## EXERCISE DESCRIPTION
Reproduce the listing below verbatim.
========================================
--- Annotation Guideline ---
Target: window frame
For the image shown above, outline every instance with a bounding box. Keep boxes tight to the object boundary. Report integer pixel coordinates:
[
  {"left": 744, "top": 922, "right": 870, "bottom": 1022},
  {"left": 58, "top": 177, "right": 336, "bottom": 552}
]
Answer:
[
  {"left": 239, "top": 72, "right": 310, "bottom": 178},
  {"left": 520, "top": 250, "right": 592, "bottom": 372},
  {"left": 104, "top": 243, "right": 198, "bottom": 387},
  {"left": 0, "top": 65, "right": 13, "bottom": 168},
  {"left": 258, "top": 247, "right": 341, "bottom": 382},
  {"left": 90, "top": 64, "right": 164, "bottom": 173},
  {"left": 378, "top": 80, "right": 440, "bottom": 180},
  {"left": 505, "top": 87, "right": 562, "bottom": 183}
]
========================================
## SOLUTION TO THIS PROBLEM
--- Annotation Guideline ---
Target: window frame
For the image shown above, outline every instance with a bounding box. Keep boxes tight to the object boundary. Report integer pixel coordinates:
[
  {"left": 744, "top": 922, "right": 870, "bottom": 1022},
  {"left": 58, "top": 177, "right": 336, "bottom": 552}
]
Answer:
[
  {"left": 239, "top": 72, "right": 310, "bottom": 178},
  {"left": 520, "top": 250, "right": 592, "bottom": 372},
  {"left": 104, "top": 243, "right": 198, "bottom": 387},
  {"left": 0, "top": 65, "right": 13, "bottom": 168},
  {"left": 258, "top": 247, "right": 341, "bottom": 382},
  {"left": 90, "top": 64, "right": 164, "bottom": 173},
  {"left": 378, "top": 80, "right": 440, "bottom": 180},
  {"left": 505, "top": 87, "right": 562, "bottom": 183}
]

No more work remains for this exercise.